Work to be completed.
Which lines below contain the string "flame", with case counting? Copy each of those lines in full and leave out the rest.

----- The records

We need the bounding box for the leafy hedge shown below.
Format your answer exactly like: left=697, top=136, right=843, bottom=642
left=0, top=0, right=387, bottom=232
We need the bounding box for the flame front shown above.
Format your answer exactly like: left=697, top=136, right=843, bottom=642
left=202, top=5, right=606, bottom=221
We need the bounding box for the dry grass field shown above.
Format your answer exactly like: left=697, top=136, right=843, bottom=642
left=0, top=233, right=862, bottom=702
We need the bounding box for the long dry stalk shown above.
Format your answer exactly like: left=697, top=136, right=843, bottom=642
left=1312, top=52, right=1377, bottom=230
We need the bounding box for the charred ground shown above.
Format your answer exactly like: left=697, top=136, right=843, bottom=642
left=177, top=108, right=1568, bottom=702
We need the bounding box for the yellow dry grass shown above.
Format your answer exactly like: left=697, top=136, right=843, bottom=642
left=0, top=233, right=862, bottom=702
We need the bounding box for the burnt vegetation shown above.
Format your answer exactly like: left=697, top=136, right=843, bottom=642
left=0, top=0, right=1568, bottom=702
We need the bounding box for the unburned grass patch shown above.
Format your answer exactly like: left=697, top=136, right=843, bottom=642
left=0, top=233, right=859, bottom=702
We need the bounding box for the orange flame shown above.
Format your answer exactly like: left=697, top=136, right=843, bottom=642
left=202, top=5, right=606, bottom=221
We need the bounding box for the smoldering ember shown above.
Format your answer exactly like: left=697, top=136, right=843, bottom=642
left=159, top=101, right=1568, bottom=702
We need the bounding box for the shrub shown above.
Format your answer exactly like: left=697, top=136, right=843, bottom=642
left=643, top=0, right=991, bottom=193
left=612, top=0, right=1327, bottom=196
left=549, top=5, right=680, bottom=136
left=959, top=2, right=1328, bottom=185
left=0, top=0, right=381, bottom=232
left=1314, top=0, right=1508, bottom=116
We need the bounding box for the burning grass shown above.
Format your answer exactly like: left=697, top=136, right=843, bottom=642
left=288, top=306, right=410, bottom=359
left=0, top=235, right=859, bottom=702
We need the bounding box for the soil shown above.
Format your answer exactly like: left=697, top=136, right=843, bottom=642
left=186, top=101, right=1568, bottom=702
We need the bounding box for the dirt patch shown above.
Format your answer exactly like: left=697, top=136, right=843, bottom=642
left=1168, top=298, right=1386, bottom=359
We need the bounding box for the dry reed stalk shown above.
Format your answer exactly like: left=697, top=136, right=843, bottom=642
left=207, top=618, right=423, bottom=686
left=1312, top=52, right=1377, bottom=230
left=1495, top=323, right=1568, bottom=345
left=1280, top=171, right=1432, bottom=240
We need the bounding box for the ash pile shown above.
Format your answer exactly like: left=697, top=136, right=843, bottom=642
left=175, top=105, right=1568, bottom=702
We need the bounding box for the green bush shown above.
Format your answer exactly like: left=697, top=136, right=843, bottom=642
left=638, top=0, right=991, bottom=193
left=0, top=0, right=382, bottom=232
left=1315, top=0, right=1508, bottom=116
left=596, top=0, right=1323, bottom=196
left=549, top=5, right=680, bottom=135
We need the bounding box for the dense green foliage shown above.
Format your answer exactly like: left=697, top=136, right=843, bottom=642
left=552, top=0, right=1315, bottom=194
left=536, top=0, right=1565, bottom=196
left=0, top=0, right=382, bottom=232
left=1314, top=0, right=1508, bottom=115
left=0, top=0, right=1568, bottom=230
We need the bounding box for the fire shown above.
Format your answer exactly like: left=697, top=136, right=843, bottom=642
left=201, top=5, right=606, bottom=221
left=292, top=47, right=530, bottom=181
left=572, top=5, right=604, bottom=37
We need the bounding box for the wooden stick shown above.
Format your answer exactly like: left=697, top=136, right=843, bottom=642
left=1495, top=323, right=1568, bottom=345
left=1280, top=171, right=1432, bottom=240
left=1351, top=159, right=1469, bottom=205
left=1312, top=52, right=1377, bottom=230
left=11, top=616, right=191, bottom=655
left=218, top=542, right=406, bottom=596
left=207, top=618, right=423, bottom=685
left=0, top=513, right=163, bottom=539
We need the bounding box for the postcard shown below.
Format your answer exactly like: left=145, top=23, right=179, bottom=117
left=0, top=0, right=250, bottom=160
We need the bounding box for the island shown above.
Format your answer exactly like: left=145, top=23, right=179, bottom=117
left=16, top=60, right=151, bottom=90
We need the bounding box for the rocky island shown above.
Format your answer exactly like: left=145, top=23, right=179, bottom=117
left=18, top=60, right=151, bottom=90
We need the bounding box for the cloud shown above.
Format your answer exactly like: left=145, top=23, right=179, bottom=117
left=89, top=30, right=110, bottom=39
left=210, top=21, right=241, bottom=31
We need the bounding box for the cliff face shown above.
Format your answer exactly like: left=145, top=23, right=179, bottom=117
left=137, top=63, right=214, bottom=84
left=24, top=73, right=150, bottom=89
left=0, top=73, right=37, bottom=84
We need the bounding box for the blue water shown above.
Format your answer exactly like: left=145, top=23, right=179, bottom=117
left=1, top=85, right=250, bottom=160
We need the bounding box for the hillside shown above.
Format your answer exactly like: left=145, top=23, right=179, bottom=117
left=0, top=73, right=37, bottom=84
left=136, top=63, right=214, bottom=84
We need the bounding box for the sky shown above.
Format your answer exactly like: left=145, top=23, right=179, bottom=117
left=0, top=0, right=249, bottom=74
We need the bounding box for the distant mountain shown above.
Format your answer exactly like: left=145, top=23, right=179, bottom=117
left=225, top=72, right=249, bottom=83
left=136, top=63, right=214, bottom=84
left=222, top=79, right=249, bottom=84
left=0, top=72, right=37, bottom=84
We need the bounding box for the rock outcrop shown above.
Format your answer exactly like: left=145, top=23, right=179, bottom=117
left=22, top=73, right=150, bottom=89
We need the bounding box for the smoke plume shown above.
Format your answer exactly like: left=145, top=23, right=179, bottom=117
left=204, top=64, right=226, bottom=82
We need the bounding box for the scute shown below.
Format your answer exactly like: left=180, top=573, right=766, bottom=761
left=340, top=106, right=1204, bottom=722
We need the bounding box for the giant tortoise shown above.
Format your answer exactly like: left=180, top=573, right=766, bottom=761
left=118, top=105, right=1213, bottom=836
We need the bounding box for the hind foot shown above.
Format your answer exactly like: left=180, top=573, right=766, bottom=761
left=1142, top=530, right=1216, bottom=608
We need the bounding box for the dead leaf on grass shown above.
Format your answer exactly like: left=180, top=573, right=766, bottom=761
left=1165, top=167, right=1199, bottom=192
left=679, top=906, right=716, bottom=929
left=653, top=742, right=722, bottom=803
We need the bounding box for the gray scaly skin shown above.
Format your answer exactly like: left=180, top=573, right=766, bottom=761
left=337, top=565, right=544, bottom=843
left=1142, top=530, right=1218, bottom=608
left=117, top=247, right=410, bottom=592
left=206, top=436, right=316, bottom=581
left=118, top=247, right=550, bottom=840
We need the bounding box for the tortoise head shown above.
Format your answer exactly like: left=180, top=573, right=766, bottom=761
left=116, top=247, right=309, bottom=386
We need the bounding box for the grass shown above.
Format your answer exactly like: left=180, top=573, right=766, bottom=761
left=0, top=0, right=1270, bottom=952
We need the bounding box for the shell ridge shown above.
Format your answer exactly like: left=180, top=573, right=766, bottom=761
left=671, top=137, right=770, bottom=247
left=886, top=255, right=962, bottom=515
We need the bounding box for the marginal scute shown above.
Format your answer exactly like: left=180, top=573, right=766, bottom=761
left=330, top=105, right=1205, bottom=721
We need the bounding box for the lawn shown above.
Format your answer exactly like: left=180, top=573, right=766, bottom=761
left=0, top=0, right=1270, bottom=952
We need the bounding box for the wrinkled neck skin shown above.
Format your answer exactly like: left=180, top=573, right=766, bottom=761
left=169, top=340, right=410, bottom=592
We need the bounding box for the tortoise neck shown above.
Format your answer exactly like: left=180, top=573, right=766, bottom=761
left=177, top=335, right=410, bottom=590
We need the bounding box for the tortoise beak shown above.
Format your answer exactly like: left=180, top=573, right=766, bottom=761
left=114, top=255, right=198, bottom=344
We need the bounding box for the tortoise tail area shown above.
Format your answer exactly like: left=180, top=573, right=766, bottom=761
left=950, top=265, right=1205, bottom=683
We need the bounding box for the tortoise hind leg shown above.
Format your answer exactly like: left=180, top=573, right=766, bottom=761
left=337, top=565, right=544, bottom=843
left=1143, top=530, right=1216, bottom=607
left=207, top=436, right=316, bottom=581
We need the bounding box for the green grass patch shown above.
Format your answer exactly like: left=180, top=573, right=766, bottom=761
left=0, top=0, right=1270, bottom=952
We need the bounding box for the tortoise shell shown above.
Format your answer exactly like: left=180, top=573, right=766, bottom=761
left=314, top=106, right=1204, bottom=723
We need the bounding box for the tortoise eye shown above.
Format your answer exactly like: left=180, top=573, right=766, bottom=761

----------

Correct result.
We need the bounding box for the flame front shown above.
We need the bounding box for the orange flame shown above.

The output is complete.